▶ **Trecho do documento**:
########
A Lei  11.340/2016, mais conhecida como Lei Maria da Penha, teve como motivação a história de uma mulher que sofreu várias tentativas de feminicídio por parte de seu ex-marido. Em uma das tentativas, sob o pretexto de que havia ladrão em casa, seu ex-companheiro atirou nas suas costas, tendo esta perdido as funções dos membros inferiores necessitando, atualmente, de cadeira de rodas para se locomover.

Não satisfeito, o ex companheiro tentou alterar a fiação do chuveiro elétrico em outra tentativa de feminicídio.

A violência contra a mulher tem atingido todos os níveis sociais, não estando fora das estatísticas a violência sofrida por muitas servidoras públicas, especialmente as que ajudam na manutenção de suas casas, já que os ex-companheiros almejam, também, serem beneficiários de eventuais pensões.

O Estado como regulador da vida em sociedade deve ser personagem ativo na proteção das mulheres, especialmente as servidoras públicas que estão sobre sua ingerência, devendo, pois, dar preferência em pedidos de transferências/remoções acaso a servidora expresse o requerimento de ser lotada em outro lugar, longe de seu algoz.

Da violência doméstica no âmbito das servidoras públicas

É fato notório e conclamado em muitas decisões jurisprudenciais que o Ordenamento Jurídico, de forma geral, não é capaz de prever todas as hipóteses da vida em sociedade, o que, todavia, não induz à negativa de direito, já que a própria lei, artigos 4 e 5º da LIDB – Lei de Introdução das Normas do Direito Brasileiro, elegeu instrumentos de interpretação e integração das normas para tais omissões.

Assim, tem-se que muitos órgãos têm negado requerimento de transferências de mulheres por alegarem ausência de normas internas, todavia a Administração deve observância ao Princípio das Decisões motivadas consoante o art. 2º da Lei 9.784/99, Lei esta que vincula todos os órgãos públicos:

Art. 2o A Administração Pública obedecerá, dentre outros, aos princípios da legalidade, finalidade, motivação, razoabilidade, proporcionalidade, moralidade, ampla defesa, contraditório, segurança jurídica, interesse público e eficiência.

Parágrafo único. Nos processos administrativos serão observados, entre outros, os critérios de:

I - atuação conforme a lei e o Direito;

VII - indicação dos pressupostos de fato e de direito que determinarem a decisão;

VIII – observância das formalidades essenciais à garantia dos direitos dos administrados;

IX - adoção de formas simples, suficientes para propiciar adequado grau de certeza, segurança e respeito aos direitos dos administrados;

XIII - interpretação da norma administrativa da forma que melhor garanta o atendimento do fim público a que se dirige, vedada aplicação retroativa de nova interpretação.
########
▶ **Dados extraídos**:
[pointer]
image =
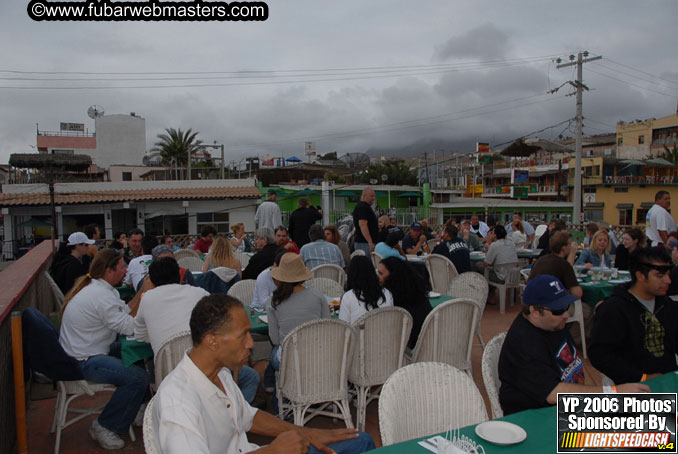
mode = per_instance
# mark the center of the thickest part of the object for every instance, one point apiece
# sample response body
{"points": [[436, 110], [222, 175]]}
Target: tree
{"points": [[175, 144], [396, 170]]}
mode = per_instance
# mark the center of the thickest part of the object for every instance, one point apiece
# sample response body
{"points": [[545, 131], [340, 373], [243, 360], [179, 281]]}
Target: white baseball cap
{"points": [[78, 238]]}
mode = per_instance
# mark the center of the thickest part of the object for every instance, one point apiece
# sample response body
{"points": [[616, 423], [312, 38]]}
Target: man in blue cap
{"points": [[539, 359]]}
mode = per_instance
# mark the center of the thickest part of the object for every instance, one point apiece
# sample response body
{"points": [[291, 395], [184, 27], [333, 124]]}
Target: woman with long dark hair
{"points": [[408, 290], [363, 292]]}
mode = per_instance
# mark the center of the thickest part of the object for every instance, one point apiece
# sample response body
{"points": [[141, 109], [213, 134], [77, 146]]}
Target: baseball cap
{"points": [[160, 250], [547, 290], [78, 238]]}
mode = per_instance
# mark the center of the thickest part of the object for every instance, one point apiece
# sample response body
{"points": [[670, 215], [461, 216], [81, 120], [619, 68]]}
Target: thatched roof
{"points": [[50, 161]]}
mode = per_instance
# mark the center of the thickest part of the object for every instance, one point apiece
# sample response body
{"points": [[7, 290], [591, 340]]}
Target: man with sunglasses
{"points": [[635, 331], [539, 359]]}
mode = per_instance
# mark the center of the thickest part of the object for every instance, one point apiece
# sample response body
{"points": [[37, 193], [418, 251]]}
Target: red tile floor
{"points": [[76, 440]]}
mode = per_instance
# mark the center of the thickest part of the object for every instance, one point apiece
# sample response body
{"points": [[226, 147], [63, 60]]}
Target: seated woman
########
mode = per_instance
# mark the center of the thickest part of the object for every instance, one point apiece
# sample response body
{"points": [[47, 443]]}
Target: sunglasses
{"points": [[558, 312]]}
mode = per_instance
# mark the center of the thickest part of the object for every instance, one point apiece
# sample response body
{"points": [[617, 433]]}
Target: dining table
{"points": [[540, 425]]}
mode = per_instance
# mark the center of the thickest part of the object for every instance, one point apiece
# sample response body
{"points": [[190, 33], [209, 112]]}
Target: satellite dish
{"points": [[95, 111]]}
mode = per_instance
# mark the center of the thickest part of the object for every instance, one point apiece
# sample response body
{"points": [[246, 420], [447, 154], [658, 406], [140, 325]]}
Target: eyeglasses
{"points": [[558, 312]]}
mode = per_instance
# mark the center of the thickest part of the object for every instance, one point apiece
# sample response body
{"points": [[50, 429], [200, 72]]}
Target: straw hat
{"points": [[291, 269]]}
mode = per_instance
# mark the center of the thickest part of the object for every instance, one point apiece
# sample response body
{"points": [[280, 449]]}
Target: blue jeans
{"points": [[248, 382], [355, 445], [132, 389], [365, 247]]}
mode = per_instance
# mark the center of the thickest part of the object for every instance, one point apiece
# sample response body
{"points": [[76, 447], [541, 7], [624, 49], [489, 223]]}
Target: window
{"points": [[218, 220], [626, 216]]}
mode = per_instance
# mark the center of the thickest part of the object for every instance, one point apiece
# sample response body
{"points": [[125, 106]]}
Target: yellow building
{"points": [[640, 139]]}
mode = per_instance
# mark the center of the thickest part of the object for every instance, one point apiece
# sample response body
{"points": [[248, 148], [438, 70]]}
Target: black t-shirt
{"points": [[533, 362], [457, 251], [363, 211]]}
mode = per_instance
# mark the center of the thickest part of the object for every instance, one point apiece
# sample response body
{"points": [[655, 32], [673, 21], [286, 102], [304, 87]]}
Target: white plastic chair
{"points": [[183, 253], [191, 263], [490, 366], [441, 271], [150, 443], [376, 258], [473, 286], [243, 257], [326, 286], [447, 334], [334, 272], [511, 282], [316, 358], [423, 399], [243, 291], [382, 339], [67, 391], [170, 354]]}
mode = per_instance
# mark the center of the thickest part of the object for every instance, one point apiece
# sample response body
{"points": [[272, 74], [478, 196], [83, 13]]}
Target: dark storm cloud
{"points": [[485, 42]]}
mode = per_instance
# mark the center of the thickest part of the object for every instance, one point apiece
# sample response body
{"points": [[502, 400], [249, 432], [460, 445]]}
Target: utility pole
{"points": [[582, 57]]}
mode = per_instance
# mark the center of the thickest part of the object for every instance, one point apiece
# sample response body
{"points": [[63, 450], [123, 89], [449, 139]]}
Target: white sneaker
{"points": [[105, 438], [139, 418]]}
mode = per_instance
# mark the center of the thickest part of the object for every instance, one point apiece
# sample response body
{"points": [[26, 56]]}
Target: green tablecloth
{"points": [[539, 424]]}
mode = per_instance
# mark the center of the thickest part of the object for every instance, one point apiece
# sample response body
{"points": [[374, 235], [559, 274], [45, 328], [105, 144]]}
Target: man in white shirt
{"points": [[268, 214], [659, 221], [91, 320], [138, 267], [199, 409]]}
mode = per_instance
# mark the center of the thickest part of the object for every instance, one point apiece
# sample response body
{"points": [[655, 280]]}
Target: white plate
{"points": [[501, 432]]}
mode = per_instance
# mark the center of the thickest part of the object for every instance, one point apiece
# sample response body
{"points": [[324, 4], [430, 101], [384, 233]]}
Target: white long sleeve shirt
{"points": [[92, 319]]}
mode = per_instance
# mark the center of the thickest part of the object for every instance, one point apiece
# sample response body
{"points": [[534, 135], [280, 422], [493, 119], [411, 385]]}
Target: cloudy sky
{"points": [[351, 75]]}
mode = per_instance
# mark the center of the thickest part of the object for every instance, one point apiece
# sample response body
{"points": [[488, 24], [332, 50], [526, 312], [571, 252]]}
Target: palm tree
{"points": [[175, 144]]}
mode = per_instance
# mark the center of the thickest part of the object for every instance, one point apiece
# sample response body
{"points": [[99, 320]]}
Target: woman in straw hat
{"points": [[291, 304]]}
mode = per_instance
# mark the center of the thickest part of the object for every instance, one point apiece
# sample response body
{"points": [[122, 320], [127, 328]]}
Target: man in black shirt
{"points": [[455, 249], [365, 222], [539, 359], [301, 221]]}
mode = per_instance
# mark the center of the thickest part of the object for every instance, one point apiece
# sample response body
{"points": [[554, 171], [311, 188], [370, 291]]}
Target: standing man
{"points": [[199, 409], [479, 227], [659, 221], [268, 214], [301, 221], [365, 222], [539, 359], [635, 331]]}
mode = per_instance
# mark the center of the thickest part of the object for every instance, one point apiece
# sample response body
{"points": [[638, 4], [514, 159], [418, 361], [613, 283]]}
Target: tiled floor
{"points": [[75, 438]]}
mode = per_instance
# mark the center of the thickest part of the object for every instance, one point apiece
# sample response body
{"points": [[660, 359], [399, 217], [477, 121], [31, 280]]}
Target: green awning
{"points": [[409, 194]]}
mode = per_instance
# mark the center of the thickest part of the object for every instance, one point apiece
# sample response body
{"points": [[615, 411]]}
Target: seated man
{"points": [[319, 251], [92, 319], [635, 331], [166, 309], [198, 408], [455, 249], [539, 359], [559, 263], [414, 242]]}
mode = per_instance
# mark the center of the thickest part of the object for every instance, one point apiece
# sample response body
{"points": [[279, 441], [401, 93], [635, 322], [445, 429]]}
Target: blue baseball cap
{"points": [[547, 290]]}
########
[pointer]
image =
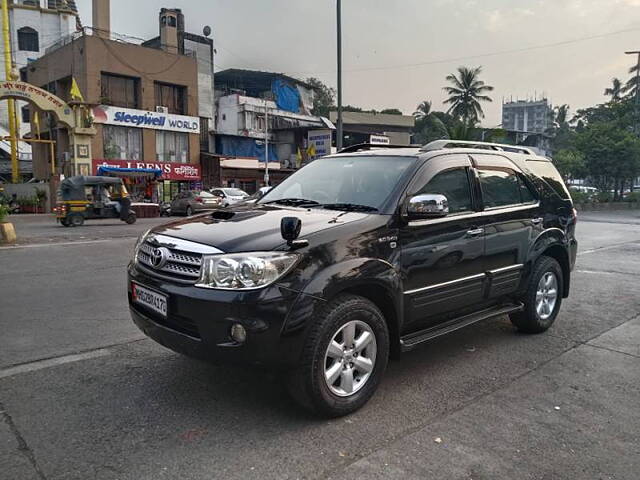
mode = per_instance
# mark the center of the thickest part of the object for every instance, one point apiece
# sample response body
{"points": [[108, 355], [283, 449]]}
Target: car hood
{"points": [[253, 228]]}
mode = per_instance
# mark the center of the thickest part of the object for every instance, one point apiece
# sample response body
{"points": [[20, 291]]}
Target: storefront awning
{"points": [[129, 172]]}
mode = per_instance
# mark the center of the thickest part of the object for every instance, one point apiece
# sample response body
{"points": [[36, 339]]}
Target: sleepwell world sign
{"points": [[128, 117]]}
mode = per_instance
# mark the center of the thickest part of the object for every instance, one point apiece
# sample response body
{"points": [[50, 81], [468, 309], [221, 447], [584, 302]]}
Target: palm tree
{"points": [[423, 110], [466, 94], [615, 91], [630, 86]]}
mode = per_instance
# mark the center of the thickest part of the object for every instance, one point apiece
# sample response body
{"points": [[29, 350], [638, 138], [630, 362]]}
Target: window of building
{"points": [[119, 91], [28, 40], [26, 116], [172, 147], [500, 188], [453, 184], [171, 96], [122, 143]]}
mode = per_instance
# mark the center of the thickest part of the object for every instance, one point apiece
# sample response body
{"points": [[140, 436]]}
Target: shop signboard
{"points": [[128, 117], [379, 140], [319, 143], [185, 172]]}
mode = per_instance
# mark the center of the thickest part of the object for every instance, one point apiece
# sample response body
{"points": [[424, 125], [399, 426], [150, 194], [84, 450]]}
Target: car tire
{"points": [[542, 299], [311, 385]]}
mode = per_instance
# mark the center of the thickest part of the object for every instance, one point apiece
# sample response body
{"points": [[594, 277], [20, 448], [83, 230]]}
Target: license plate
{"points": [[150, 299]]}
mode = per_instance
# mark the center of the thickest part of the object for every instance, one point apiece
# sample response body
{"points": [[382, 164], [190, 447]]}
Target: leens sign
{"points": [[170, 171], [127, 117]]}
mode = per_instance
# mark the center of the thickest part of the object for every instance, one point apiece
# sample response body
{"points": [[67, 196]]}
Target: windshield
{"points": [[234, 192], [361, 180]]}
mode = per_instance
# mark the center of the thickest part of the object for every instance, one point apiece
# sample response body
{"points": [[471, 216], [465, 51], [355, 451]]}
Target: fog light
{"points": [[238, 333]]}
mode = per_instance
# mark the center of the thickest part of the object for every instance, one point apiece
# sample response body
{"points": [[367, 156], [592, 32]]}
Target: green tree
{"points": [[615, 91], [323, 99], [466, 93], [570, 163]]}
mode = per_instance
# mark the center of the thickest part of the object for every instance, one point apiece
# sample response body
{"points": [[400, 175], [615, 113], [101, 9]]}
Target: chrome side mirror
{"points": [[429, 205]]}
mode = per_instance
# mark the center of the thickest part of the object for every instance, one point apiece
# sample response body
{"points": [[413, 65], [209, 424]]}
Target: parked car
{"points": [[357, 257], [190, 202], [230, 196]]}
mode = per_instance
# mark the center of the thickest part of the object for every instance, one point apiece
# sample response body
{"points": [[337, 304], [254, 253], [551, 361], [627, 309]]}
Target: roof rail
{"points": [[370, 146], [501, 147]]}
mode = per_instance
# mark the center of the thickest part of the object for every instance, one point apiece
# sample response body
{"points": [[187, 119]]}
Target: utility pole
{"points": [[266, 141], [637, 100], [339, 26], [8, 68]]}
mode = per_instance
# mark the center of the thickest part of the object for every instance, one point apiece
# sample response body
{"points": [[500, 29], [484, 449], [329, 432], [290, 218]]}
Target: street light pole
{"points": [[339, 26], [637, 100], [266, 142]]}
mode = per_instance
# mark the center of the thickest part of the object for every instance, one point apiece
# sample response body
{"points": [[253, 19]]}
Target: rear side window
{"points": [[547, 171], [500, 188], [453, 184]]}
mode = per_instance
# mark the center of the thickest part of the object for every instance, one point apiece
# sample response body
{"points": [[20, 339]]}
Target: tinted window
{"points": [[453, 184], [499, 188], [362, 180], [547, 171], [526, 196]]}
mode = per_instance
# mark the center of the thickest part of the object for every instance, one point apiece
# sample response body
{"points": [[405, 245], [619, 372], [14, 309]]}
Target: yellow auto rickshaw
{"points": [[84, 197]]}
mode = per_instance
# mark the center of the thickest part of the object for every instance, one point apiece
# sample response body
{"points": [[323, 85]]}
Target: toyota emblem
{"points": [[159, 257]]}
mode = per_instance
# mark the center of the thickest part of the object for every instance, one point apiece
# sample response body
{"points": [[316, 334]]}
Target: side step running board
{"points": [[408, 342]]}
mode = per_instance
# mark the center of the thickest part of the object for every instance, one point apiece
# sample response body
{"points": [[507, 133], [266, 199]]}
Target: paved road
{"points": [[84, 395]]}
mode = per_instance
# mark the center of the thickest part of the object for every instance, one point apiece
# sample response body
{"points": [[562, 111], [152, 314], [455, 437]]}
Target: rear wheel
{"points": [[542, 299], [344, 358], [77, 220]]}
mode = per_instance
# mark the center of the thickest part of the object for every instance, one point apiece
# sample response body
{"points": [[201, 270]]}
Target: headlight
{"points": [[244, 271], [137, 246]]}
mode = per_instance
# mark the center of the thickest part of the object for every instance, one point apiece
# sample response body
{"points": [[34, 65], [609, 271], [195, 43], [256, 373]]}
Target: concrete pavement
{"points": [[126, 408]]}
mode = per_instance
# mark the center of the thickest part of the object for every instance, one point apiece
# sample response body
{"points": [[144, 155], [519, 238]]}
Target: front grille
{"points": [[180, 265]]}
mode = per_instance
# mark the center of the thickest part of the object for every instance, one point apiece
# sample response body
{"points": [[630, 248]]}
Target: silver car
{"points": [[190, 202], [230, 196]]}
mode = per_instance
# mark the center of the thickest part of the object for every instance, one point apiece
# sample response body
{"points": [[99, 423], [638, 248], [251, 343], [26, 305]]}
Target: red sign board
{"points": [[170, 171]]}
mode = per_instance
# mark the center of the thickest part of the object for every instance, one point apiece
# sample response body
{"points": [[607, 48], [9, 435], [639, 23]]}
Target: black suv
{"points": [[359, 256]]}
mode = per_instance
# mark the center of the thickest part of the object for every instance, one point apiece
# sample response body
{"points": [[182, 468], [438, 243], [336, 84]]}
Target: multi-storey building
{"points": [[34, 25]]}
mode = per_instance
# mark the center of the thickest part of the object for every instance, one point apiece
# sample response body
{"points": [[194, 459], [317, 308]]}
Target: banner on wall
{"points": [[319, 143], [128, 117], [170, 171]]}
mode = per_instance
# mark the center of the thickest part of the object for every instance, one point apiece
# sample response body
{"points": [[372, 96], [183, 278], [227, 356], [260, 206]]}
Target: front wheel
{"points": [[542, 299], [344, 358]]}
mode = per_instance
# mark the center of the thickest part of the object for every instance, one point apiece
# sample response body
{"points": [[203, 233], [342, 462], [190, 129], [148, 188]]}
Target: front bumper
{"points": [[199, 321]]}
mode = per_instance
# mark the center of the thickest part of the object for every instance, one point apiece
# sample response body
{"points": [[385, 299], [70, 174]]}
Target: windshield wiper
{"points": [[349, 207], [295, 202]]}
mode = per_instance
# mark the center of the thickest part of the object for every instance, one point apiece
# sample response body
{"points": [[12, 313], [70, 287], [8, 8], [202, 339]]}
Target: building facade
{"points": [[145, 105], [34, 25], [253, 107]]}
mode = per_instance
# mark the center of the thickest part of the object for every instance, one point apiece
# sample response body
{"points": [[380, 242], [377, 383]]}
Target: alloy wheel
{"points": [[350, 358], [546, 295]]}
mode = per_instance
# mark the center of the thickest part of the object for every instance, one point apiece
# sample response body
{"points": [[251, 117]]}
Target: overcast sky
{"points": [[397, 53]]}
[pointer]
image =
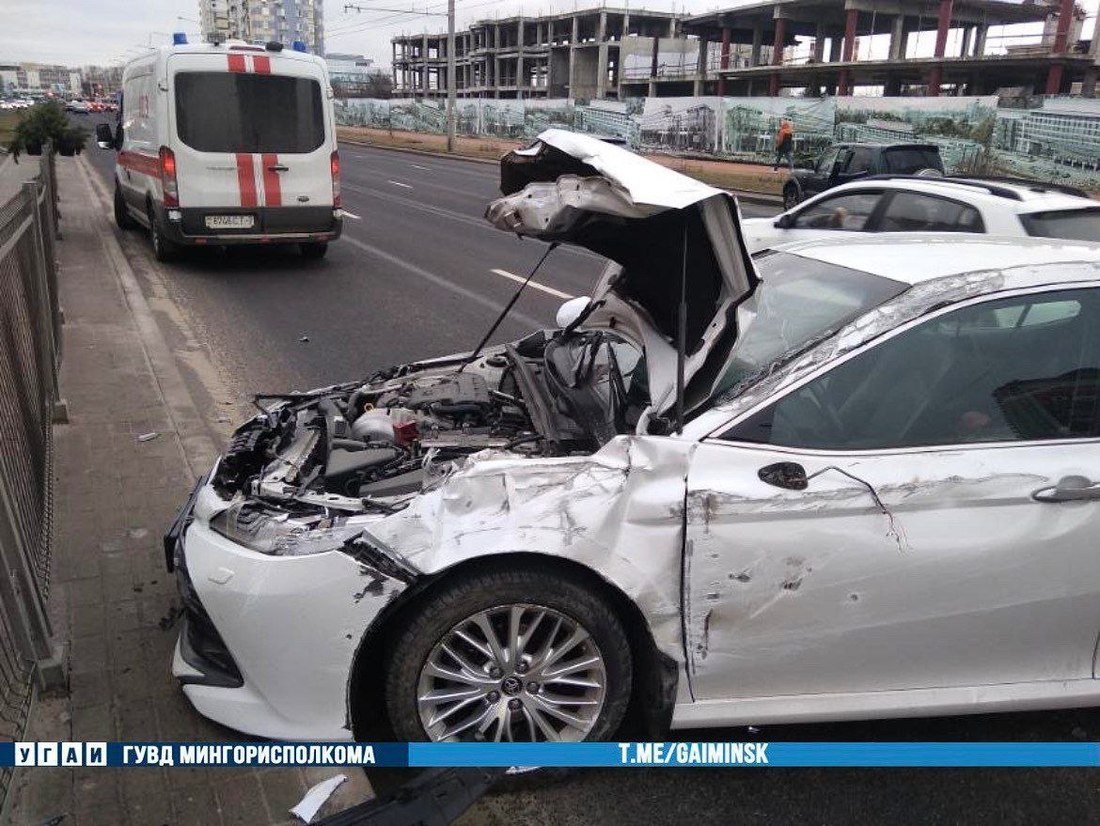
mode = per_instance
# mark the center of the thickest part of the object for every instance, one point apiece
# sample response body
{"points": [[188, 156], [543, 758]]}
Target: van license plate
########
▶ **Enunciado 1**: Localize nas entradas todas as linhas em que aparece a palavra "window" e copie cada uma delas. Diferencie maiúsculas de minúsculas.
▶ **Enunciado 2**: Dê sequência ao texto sobre a Lei Maria da Penha e a remoção de servidoras públicas, começando logo após a última frase apresentada.

▶ **Resposta 1**:
Target: window
Target: window of building
Target: rear side window
Target: tinted window

▶ **Resposta 2**:
Em tais requerimentos, as mulheres recebem negativa informando não haver previsão em normas internas ou ausência de vagas, todavia, não se trata de motivação idônea para referidos casos concretos. Eis o conceito do Princípio da Motivação que também norteia as decisões administrativas:

“O princípio da motivação determina que a autoridade administrativa deve apresentar as razões que a levaram a tomar uma decisão. A motivação é uma exigência do Estado de Direito, ao qual é inerente, entre outros direitos dos administrados, o direito a uma decisão fundada, motivada, com explicitação dos motivos. Sem a explicitação dos motivos torna-se extremamente difícil sindicar, sopesar ou aferir a correção daquilo que foi decidido, por isso, é essencial que se apontem os fatos, as inferências feitas e os fundamentos da decisão. A falta de motivação no ato discricionário abre a possibilidade de ocorrência de desvio ou abuso de poder, dada a dificuldade ou, mesmo, a impossibilidade de efetivo controle judicial, pois, pela motivação, é possível aferir a verdadeira intenção do agente.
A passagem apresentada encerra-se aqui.